> [Requirement] Using the exact wording, repeat every line of the material.

> [Records for the task]
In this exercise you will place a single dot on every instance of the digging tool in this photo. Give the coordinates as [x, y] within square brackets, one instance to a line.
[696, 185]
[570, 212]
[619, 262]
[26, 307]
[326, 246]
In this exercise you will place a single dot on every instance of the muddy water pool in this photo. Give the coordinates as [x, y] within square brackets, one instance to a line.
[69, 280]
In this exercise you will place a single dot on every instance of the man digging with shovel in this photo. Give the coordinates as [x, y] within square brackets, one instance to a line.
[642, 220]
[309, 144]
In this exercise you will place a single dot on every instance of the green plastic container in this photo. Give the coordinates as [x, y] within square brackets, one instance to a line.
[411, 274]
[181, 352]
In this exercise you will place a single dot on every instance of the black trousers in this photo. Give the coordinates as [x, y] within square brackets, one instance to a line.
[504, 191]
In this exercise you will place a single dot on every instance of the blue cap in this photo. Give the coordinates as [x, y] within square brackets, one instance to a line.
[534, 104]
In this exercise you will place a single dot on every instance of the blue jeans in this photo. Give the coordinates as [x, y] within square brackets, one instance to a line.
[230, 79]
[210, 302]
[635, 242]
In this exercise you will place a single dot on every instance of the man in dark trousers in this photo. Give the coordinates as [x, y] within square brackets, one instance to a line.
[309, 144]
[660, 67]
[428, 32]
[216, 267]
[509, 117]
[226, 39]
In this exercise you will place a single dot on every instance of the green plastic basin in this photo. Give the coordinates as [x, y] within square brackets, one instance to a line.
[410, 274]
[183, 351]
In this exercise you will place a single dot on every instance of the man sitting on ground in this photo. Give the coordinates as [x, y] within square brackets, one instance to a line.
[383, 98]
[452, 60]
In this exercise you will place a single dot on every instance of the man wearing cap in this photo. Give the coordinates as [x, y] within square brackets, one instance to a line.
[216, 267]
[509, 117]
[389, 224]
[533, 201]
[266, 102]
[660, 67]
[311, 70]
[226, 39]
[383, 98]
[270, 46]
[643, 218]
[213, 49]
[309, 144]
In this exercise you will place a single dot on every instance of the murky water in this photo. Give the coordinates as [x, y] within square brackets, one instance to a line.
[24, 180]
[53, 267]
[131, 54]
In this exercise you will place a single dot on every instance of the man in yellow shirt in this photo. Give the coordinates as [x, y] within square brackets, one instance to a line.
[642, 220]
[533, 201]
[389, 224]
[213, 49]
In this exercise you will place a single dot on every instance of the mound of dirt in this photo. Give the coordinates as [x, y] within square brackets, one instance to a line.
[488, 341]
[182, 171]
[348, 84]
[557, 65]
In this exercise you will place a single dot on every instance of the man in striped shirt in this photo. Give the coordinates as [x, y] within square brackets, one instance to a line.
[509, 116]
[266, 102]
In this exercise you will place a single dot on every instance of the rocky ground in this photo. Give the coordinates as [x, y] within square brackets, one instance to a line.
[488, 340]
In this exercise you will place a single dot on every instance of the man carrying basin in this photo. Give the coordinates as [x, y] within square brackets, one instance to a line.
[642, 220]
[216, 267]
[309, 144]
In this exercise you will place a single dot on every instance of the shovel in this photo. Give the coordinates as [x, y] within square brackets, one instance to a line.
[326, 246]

> [Solution]
In this exercise you will place a single dot on every instance of the digging tool in this photo. Give the coordinates as [x, y] within square brackets, one instance to a line.
[696, 185]
[570, 212]
[619, 262]
[26, 307]
[326, 246]
In this exercise you will place a single dot on every instance of the muddy water pool in this photo. Give the coordinates as [x, y] within square brackets, one instance to a line.
[69, 280]
In this exercise you will place a single dot on every instance of the man digging with shovel in this photo. Give the coordinates as [x, y] within square brackets, one instance to a line.
[642, 220]
[309, 144]
In this exercise you will place a single dot on every instance of the green plastic container in this photo. Give the coordinates as [x, y] within square brackets, one instance to a line.
[411, 274]
[181, 352]
In this exercise you will place a single dot on every instance of the black trousers in this photo. Give the coordinates as [x, y] within square brackets, one instance to a line.
[504, 191]
In this exercise you will place a single dot on every instance of the blue cap in this photo. Give the coordinates as [x, y] within square brackets, one instance to a line.
[534, 104]
In this exercise you will place a single dot on every instance of the blue jeans in this photo. Give the coordinates as [x, y] within square brackets, one instance to a line.
[230, 79]
[210, 302]
[635, 242]
In this exercise you will place a single dot on every instance of the man in dark trousers in this photo. Give the coordinates as [x, y] within square brackets, one instance to a line.
[309, 144]
[660, 67]
[428, 32]
[216, 267]
[509, 117]
[226, 39]
In this exercise you will place a single dot on every instance of the green plastic basin in this photo. Give the coordinates as [x, y] within square brackets, one instance to a line.
[410, 274]
[183, 351]
In this exercise you will place a single dot on every instance of the man sitting on ground in this photo. Give the coordinates as [x, y] within square brackets, one instance to a line.
[383, 98]
[452, 60]
In this exercise you will place a single dot on every instance of the man wearing cap in this photo. Give the coordinates as [x, y] within square brackets, one instance to a line.
[216, 267]
[509, 117]
[389, 224]
[533, 201]
[266, 102]
[660, 67]
[311, 70]
[226, 39]
[383, 98]
[270, 46]
[643, 218]
[213, 49]
[309, 144]
In this exercise you will place a single dot on every instance of the murky water in this photo. Give the coordinates as [x, y] within square brackets, one instance to a line.
[24, 180]
[53, 267]
[131, 54]
In this exercise you will place a single dot on every instance of the man in yellow shirt in this photo. Give the coordinates as [x, y] within square brackets, one instance to a line.
[642, 220]
[533, 201]
[389, 224]
[213, 49]
In this exercise you will place a single dot on every instance of the mound of dirt in this photo. Give the coordinates as [x, y] within square brackets, one instance to a line.
[488, 341]
[182, 171]
[348, 84]
[557, 65]
In this exercise you will place a single dot on every instance of the man in striped shirt in this photo. Give the coordinates as [x, y] within square brackets, one instance to a line.
[509, 116]
[266, 102]
In this exercise you will place a single dot on every instance of the rocky ground in this photo. Give the coordinates as [x, y] within square brackets, one instance to a line.
[488, 340]
In this exercise you will place a single dot on every instance of the man carrying basin in this photo. Give the coordinates as [x, y] within square brackets, one instance to a line.
[642, 220]
[216, 267]
[309, 144]
In this exercise you will place a single dot on every instance of the shovel in this photo. Give the coordinates as [x, y] within square brackets, one instance to a line.
[326, 246]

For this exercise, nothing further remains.